• _OBJECTIVE_
Could you reproduce verbatim every line from the one containing "295, row 239." through the last of the entries, both ends included?

____ RECORDS SHOWN

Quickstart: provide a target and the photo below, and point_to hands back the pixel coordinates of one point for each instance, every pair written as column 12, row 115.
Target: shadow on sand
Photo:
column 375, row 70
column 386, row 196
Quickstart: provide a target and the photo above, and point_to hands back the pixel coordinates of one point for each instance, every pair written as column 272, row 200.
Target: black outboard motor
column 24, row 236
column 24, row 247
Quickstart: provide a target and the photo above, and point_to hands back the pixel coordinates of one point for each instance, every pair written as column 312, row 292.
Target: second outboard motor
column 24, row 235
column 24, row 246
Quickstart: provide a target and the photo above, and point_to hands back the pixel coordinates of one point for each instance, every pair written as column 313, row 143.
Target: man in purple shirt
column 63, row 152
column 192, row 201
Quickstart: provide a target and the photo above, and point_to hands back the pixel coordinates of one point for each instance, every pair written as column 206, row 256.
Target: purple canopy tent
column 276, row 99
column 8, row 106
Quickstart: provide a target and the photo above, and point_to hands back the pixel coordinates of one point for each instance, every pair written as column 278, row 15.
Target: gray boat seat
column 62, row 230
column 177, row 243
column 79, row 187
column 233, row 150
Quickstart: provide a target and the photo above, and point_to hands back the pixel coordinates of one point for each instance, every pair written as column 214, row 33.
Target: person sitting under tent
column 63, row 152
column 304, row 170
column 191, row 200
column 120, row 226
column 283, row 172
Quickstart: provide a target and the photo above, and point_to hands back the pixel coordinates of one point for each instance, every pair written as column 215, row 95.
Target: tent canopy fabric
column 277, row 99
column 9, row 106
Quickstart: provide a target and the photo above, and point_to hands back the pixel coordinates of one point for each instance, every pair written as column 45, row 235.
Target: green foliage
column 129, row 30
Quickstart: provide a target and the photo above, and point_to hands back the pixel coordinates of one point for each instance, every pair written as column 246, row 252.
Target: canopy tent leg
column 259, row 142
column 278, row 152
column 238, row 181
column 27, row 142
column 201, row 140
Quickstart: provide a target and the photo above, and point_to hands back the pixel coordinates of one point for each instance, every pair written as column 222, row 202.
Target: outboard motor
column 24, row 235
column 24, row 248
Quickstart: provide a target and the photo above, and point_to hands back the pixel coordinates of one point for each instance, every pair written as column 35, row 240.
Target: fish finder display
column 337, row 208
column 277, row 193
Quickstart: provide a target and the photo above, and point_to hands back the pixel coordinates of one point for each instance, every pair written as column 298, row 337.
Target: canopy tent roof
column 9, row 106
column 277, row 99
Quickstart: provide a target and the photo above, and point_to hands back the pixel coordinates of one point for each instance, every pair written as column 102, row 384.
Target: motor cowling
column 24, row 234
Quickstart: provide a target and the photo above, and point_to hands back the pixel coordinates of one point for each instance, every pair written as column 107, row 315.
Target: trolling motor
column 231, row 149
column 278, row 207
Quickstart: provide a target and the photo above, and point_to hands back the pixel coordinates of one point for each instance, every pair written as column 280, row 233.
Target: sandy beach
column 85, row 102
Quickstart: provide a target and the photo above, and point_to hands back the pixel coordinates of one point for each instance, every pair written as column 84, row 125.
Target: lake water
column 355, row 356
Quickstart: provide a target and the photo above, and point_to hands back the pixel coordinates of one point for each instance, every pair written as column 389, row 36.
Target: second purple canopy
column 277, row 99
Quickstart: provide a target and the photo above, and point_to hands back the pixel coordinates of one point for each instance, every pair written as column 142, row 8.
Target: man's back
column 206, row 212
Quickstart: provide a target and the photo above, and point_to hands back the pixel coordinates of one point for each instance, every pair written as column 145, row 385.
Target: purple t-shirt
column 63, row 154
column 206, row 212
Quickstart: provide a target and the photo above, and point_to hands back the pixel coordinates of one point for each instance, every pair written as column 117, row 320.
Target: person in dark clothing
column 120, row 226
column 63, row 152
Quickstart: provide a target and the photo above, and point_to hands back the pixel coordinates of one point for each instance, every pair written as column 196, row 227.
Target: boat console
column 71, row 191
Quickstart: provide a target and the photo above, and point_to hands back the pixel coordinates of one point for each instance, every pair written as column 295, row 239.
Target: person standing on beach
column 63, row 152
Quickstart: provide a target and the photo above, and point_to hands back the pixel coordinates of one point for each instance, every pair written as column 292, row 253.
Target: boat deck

________

• _PROBLEM SOLUTION_
Quickstart: provide a target and the photo above, and point_to hands back the pixel coordinates of one point for each instance, every pair written as column 295, row 239.
Target: person standing on beach
column 63, row 152
Quickstart: provide a target and the photo above, and point_to hands back the pixel coordinates of one point for each instance, every pair written as column 292, row 253.
Target: boat deck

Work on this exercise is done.